## Given problem 1
Copy the forum thread about Rudi word for word, from "thanks everyone! rudi's" up to and including "DISNEY WORLD!!! lol.".
## Given problem 2
Carry on the forum thread about Rudi, starting right after its last post.

==== Supplied passage ====

# who wants daddy lovins?



## meganc66 (Mar 6, 2009)

Rudi does!


----------



## Carriana (May 13, 2008)

Awwwwww! 

Very cute!


----------



## mygirlmaile (Mar 26, 2009)

AWHHHHHHHHHHHHHHHHHHHHHHHHHHHHHHHHHHHHHHHHHHHHHHHHHHH RUDIIII!!! Id say thats so cute of the fiance...but Im fighting with him...lol.


----------



## meganc66 (Mar 6, 2009)

he gave you the stink eye, shantel bahhahhahhahahh


----------



## Roxy_Nie (Oct 10, 2008)

I Do!!!



J/K LMAO


----------



## mygirlmaile (Mar 26, 2009)

Pfft. Well let him know my serial killer self stink eyed him RIGHT back. hahaha. Im playinggggggggggggggggggggggggg. (but seriously)


----------



## Roxy_Nie (Oct 10, 2008)

Why are you two giving each other the stank eye????


----------



## mygirlmaile (Mar 26, 2009)

cuz he cares about Megan...ENTIRELLYYYYYY too much. LOL. JKJKJKJKJ.


----------



## Roxy_Nie (Oct 10, 2008)

Megan you need to dump that turd right away. Whatever would give him the idea that he can do that anyway? I'd pop him one.........LMAO

Joking of course....lol


----------



## mygirlmaile (Mar 26, 2009)

LOL. Im playing with you as well Megan. And Chris!!!


----------



## davidfitness83 (Jul 7, 2009)

I love the color and the eyes, simply beautiful! =)


----------



## meganc66 (Mar 6, 2009)

thanks everyone! rudi's just a big baby, she still thinks shes 7 pounds like when i brought her home  hahha.

and chris doesn't want me to go down to FL with shantel, he's a booger! lol


----------



## mygirlmaile (Mar 26, 2009)

Its cuz Im a serial killer. ;P LOL. Nawh, its understandable. Buttt, youre working on him for the show in Feb right?? My boyfriend is down!  andddd!!! we can go to DISNEY WORLD!!! lol.

==== Given data ====

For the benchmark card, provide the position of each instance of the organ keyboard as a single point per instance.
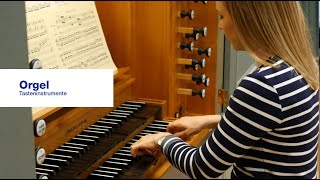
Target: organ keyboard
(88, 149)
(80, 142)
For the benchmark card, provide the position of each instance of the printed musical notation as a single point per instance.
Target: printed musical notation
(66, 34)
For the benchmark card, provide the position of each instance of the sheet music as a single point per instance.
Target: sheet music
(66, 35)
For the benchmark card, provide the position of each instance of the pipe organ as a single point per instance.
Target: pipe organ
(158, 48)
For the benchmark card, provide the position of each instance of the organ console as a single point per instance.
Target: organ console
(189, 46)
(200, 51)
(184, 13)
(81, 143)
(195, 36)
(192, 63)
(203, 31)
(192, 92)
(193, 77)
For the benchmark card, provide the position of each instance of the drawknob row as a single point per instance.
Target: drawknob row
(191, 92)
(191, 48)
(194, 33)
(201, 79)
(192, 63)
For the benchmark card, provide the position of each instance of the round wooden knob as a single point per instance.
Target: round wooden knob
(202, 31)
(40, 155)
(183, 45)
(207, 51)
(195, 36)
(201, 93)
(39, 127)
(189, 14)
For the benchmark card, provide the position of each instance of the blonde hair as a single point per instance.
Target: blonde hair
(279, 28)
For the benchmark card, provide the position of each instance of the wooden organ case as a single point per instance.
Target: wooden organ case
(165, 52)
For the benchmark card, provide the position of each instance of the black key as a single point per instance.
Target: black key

====
==== Given data ====

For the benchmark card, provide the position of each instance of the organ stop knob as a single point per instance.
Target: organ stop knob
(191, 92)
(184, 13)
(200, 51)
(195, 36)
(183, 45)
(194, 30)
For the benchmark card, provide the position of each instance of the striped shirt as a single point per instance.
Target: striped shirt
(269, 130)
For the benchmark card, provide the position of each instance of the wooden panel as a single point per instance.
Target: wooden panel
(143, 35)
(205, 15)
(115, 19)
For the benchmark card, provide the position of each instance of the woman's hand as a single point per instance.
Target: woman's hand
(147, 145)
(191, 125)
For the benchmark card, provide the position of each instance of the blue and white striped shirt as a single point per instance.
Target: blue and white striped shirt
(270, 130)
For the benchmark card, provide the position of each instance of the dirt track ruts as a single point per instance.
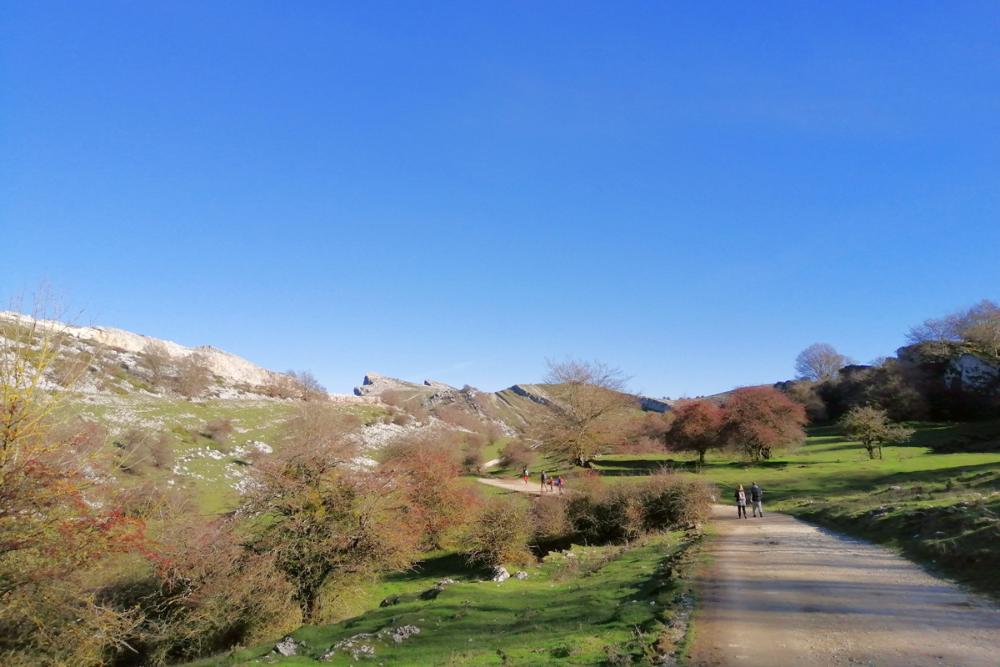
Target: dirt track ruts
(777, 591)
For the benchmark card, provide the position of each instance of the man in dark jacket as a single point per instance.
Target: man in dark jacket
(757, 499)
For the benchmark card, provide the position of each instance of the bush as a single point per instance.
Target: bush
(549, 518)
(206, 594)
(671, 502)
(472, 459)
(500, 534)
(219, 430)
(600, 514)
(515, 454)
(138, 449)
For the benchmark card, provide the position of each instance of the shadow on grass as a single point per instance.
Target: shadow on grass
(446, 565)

====

## Response 1
thanks everyone! rudi's just a big baby, she still thinks shes 7 pounds like when i brought her home  hahha.

and chris doesn't want me to go down to FL with shantel, he's a booger! lol


----------



## mygirlmaile (Mar 26, 2009)

Its cuz Im a serial killer. ;P LOL. Nawh, its understandable. Buttt, youre working on him for the show in Feb right?? My boyfriend is down!  andddd!!! we can go to DISNEY WORLD!!! lol.

## Response 2
----------



## meganc66 (Mar 6, 2009)

he already said the February one is totally cool with him! whoohoo!!


----------



## mygirlmaile (Mar 26, 2009)

WOO HOO!!! YAYYYYY CHRIS!!!! K! I take back my stink eye! LOL. Now we gotta get planning!


----------



## meganc66 (Mar 6, 2009)

yeah, PLANNING! WHOOHOO!
PM me for some sweet details! lmao


----------



## Indigo Bully Connection (Dec 21, 2006)

aww that's such a sweet picture!!!!


----------



## performanceknls (Apr 4, 2009)

Awe!!!! too cute!


----------



## meganc66 (Mar 6, 2009)

thanks shana and lisa!! lisa, i missed you!!!!!


----------



## performanceknls (Apr 4, 2009)

I missed you too!! All of you! I hate being off line!


----------



## mygirlmaile (Mar 26, 2009)

Yea...I hate you being offline too! In the box I send you for Riot, Ill send you a Broadband card too.


----------



## meganc66 (Mar 6, 2009)

lolllollol. 

well in the box I send you for riot, ill just put MYSELF in there.
then ill hop out, destroy shantel's box, and then take myself and riot back home. 
oh, and we can have some fun too  hahaha


----------



## mygirlmaile (Mar 26, 2009)

Ima follow you to the post office, and when you get in the box and seal it...Ima rewrite an address on it. Hope you packed a winter coat...youre going to Antarctica.


----------



## meganc66 (Mar 6, 2009)

!!!! WHAT A JERKFACE! SEE! HOW COULD YOU SEND RIOT TO A MEANIE LIKE THAT!!


----------



## mygirlmaile (Mar 26, 2009)

LOL. I fight for what I love...thats clearly what this shows.  I WIN I WIN I WIN!!!

*steals megans confetti she keeps throwing around and throws some up*


----------



## meganc66 (Mar 6, 2009)

NO MY CONFETTI!!

we have like 20 threads arguing about riot!
you already get felony, its my turn! lol


----------



## mygirlmaile (Mar 26, 2009)

Im an only child. I dont believe it turns. LOL.  HAHAHAHA. 

And I know we do! Lmfao! Wow. We both have no lives and live fairly close. We should play immediately! LOL.


----------



## meganc66 (Mar 6, 2009)

LOL yeah! we are apparently life-less so we need to like... just sit together and be ... anti-social together hahhahah


----------



## mygirlmaile (Mar 26, 2009)

EXACTLY!!!!!!! So, MAKE IT HAPPEN! lol.


----------



## meganc66 (Mar 6, 2009)

ok....
come over.
lmao.


----------



## mygirlmaile (Mar 26, 2009)

ABOUTTTT THAT....I think you should prollie just start walking up here.


----------



## meganc66 (Mar 6, 2009)

WHAAAT!
i think you should just put together a cart and hitch maile and your cheehuahua's to it and they shall pull you here  bwahahahah

(yes i spelled chihuahua wrong on purpose )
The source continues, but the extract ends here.